### Problem requirements
Copy out, word for word, the entries starting at the line containing "Cam-trap alert: motion was detected. Identify man" and ending at the line containing "96, 154, 112, 203", with both of those lines included.

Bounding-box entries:
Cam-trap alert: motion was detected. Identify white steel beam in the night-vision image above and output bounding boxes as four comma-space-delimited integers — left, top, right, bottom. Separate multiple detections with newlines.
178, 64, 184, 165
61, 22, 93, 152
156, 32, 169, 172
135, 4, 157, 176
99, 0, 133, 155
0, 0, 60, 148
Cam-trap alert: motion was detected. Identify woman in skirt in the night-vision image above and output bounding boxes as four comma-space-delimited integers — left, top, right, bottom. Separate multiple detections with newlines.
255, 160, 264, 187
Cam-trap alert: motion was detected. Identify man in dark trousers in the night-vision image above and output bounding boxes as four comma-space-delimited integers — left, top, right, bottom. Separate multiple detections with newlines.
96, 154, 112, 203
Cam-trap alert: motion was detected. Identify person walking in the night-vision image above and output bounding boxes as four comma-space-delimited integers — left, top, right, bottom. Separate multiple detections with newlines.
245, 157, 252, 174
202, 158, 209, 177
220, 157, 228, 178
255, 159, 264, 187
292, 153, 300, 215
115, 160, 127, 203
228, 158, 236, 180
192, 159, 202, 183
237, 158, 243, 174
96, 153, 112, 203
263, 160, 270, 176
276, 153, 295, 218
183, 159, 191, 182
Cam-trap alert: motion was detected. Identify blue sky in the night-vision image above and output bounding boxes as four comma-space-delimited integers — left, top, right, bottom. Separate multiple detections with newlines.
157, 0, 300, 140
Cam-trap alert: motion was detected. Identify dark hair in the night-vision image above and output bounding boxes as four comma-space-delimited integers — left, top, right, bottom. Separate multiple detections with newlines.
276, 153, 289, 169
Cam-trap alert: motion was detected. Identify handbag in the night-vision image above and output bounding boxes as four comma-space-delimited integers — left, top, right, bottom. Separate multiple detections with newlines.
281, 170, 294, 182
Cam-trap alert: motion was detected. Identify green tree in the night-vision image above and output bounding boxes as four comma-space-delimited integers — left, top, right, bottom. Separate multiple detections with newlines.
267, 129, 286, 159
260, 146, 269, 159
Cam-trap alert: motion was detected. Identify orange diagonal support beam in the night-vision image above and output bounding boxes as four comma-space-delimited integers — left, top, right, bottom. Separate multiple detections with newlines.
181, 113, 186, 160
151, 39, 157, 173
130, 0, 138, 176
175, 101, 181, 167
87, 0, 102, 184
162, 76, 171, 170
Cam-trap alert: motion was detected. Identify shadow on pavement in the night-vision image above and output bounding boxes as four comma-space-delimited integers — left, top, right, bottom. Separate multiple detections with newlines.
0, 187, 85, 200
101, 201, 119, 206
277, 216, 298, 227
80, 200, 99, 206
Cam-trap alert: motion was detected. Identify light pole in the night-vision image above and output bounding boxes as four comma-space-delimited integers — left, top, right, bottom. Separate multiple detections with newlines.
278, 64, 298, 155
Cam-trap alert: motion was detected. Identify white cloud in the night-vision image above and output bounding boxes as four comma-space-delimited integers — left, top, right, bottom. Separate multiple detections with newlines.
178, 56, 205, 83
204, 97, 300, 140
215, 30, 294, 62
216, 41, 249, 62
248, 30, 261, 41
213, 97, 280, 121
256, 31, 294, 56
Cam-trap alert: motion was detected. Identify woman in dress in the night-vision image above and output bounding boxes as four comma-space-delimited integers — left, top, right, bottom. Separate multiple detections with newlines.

### Result for this task
Cam-trap alert: motion was detected. Identify man in dark trousers in the night-vision image above and output bounding boxes as four comma-space-delimited integers — left, top, right, bottom. Separate multiple detections with newlines.
96, 154, 112, 203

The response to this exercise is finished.